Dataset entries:
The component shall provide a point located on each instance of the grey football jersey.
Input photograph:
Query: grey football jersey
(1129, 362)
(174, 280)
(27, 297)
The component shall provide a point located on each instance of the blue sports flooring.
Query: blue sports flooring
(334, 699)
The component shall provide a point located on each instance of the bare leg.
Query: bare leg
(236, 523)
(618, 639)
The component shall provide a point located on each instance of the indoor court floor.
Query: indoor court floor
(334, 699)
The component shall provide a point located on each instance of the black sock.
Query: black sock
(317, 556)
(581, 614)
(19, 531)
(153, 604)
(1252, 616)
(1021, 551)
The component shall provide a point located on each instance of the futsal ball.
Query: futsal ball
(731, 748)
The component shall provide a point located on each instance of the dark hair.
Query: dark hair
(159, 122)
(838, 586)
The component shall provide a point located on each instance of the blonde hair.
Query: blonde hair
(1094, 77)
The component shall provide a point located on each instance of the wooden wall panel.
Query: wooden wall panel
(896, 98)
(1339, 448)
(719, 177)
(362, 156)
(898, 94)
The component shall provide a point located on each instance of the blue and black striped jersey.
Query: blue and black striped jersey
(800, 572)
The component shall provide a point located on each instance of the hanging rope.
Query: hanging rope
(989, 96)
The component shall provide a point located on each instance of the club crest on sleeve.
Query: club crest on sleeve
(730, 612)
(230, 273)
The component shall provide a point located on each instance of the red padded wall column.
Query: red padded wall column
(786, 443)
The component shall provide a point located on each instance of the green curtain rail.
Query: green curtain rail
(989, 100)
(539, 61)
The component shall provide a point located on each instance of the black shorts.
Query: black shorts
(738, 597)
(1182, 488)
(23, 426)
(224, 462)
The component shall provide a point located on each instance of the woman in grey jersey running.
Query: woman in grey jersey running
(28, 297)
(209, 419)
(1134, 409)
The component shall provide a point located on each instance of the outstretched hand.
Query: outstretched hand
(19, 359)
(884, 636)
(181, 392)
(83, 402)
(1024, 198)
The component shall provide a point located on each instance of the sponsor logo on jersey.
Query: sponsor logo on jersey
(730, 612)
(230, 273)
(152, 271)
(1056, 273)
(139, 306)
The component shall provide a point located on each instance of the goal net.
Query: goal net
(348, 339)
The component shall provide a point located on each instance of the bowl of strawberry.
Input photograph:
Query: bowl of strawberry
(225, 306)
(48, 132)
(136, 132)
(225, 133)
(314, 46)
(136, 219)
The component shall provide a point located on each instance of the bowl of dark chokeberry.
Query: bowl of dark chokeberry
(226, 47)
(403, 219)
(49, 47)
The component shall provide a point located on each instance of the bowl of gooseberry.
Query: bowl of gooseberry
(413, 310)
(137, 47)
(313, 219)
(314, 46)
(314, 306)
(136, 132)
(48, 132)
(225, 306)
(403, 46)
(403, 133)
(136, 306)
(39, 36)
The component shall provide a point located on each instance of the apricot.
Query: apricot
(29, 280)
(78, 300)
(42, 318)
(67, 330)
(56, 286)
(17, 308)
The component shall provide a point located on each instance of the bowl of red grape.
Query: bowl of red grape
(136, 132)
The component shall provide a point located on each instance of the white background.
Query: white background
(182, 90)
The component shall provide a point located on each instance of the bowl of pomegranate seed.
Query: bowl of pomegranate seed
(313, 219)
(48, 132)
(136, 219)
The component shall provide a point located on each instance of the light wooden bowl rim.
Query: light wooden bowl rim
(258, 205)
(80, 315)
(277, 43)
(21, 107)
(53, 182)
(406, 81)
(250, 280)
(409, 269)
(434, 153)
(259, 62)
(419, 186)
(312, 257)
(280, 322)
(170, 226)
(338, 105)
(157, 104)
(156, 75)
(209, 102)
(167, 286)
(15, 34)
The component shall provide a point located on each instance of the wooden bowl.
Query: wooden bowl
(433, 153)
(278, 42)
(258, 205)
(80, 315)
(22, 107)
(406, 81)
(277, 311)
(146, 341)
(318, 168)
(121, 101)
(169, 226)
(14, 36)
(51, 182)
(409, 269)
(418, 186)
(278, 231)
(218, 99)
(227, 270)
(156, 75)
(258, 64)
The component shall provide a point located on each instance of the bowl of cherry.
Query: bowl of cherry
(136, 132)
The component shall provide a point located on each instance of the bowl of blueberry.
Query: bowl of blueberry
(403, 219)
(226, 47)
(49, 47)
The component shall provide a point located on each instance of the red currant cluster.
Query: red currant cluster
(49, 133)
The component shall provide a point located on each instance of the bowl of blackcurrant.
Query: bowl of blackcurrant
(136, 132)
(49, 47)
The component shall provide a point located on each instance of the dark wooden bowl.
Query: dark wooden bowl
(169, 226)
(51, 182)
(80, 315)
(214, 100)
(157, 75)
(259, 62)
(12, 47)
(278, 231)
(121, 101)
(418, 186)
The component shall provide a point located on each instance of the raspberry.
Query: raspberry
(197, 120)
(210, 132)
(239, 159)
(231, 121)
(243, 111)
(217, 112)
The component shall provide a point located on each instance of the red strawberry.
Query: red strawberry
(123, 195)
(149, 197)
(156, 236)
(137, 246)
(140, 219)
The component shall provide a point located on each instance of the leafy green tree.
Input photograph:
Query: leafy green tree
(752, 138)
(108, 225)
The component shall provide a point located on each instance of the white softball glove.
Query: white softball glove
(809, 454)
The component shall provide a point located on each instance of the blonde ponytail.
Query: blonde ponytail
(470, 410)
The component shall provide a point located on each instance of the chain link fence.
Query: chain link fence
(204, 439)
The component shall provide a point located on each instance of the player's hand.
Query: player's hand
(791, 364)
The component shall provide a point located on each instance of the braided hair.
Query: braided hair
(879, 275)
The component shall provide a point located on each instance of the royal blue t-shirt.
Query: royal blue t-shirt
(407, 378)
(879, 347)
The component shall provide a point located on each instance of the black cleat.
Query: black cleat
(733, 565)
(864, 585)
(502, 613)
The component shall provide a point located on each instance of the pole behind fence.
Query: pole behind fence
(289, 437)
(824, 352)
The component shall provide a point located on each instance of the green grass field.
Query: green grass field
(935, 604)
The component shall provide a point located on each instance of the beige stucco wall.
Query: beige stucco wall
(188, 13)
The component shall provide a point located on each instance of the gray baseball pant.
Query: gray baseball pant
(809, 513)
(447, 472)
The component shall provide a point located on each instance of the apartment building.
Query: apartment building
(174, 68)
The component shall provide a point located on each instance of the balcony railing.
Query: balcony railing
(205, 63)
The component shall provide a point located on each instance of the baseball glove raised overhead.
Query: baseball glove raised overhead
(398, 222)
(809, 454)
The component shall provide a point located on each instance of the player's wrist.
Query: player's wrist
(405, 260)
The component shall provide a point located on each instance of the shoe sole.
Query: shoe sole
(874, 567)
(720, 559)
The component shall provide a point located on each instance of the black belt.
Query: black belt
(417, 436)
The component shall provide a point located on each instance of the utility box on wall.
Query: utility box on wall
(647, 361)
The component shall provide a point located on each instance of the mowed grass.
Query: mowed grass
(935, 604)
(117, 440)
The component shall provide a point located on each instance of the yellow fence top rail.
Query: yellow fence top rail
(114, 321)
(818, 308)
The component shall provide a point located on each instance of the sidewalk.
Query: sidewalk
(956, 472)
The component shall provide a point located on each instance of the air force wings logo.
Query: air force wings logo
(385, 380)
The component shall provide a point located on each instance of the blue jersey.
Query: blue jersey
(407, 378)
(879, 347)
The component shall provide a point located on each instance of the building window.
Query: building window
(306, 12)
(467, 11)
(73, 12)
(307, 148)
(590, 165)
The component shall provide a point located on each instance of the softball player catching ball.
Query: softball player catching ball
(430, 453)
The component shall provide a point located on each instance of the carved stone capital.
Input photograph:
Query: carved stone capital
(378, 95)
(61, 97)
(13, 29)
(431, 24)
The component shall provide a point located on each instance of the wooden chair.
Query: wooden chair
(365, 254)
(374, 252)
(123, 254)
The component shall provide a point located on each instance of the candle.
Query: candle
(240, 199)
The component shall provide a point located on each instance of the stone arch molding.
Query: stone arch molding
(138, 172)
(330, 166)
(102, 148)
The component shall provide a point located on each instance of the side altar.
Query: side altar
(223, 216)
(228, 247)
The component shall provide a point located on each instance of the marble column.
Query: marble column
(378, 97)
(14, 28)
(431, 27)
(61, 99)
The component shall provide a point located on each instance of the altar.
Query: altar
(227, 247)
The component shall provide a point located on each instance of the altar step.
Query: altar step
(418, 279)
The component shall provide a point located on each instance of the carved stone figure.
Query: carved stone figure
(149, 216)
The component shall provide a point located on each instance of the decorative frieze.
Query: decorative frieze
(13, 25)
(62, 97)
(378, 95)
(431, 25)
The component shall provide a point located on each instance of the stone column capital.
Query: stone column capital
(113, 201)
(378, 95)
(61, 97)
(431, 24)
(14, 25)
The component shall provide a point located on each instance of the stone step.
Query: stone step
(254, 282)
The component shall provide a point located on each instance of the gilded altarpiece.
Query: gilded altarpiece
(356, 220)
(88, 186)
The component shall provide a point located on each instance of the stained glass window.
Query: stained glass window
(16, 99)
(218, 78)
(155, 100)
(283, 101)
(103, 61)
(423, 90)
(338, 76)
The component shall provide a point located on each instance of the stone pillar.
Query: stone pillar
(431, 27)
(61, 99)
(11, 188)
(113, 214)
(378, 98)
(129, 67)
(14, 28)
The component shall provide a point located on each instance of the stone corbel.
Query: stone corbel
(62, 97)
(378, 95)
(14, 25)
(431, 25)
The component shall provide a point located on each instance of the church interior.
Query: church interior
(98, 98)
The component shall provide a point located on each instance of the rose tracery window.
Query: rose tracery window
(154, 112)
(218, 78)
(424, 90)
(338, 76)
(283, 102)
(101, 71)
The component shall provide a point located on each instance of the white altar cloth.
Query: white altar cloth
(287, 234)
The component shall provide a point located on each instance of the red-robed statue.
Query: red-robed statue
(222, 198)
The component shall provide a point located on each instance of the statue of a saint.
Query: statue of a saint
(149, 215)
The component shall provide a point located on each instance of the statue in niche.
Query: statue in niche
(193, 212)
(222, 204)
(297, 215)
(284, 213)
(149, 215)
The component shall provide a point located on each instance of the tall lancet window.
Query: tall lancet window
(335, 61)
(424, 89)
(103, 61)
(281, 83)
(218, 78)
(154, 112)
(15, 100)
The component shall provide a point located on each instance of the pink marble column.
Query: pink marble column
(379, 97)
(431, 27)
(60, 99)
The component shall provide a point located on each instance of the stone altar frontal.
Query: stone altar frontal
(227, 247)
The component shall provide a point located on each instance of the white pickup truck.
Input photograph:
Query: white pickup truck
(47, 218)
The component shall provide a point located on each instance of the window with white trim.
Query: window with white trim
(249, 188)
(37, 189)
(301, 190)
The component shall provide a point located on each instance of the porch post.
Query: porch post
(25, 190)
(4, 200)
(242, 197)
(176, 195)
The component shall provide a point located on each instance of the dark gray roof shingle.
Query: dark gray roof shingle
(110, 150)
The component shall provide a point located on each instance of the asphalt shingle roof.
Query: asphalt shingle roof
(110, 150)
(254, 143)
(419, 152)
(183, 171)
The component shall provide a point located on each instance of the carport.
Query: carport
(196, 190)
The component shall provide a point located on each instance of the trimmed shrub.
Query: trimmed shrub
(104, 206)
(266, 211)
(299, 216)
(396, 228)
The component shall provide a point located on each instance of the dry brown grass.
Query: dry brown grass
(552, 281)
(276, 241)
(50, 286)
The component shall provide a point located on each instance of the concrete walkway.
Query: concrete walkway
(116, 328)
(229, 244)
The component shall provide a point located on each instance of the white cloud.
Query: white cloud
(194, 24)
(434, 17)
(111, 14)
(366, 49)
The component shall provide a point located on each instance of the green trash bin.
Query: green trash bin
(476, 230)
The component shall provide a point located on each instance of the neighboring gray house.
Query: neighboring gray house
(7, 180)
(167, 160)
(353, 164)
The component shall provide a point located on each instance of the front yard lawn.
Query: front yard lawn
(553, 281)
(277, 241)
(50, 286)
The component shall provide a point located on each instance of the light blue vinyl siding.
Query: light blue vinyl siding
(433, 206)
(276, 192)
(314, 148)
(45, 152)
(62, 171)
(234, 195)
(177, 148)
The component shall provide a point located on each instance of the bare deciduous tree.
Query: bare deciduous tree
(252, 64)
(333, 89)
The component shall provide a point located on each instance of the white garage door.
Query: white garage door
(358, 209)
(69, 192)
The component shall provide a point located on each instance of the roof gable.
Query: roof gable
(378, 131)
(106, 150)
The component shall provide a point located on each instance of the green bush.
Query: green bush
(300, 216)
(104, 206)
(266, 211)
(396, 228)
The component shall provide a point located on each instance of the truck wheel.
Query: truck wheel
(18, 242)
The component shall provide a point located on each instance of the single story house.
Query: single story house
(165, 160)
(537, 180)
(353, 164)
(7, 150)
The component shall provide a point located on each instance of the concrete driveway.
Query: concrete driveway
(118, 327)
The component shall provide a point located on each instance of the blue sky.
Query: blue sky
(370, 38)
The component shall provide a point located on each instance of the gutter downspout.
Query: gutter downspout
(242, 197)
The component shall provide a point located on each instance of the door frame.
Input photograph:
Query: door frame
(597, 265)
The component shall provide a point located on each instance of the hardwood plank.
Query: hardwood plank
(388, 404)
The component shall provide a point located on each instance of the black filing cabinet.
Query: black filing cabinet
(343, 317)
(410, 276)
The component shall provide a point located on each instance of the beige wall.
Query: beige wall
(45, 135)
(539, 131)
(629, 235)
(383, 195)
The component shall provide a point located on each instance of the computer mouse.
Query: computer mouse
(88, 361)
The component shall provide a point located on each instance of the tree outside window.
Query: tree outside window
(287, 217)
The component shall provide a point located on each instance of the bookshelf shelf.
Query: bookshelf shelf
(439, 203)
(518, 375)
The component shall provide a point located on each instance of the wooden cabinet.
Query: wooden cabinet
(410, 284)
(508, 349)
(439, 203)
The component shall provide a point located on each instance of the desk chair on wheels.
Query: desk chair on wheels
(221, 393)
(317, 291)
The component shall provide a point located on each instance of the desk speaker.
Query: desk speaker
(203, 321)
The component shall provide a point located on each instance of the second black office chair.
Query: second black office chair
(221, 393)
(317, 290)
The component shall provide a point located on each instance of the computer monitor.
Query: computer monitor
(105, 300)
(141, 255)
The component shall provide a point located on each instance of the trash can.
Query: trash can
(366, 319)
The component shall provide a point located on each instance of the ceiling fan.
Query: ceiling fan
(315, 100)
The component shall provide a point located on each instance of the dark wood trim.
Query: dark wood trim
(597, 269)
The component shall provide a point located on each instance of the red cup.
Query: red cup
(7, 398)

-- Assigned task --
From the line holding "tree outside window." to the last line of the records, quote each line exactly and add nothing.

-- Task solution --
The component shall provide a point located on each instance of the tree outside window.
Query: tree outside window
(287, 217)
The component shall provide a point located on each instance of the bookshelf shelf.
Query: bookshelf shelf
(439, 203)
(518, 375)
The component shall provide a point located on each instance of the wooden cabinet.
Query: wooden cabinet
(410, 284)
(508, 349)
(439, 203)
The component shall provide a point located on each instance of the desk chair on wheels.
Query: desk chair on wheels
(221, 393)
(317, 291)
The component shall provide a point located on each instance of the desk speaker.
Query: desk speaker
(203, 321)
The component shall provide a point located on each instance of the second black office chair.
Query: second black office chair
(221, 393)
(317, 290)
The component shall provide a point located on each instance of the computer monitor.
Query: computer monitor
(105, 300)
(141, 255)
The component shall provide a point located on each instance of the trash can.
Query: trash can
(366, 319)
The component shall provide a point located on each instance of the ceiling fan.
Query: ceiling fan
(315, 100)
The component shall provide a point located on each instance of the dark wood trim.
Query: dark wood trim
(597, 269)
The component shall provide a point located on each instance of the red cup.
Query: red cup
(7, 398)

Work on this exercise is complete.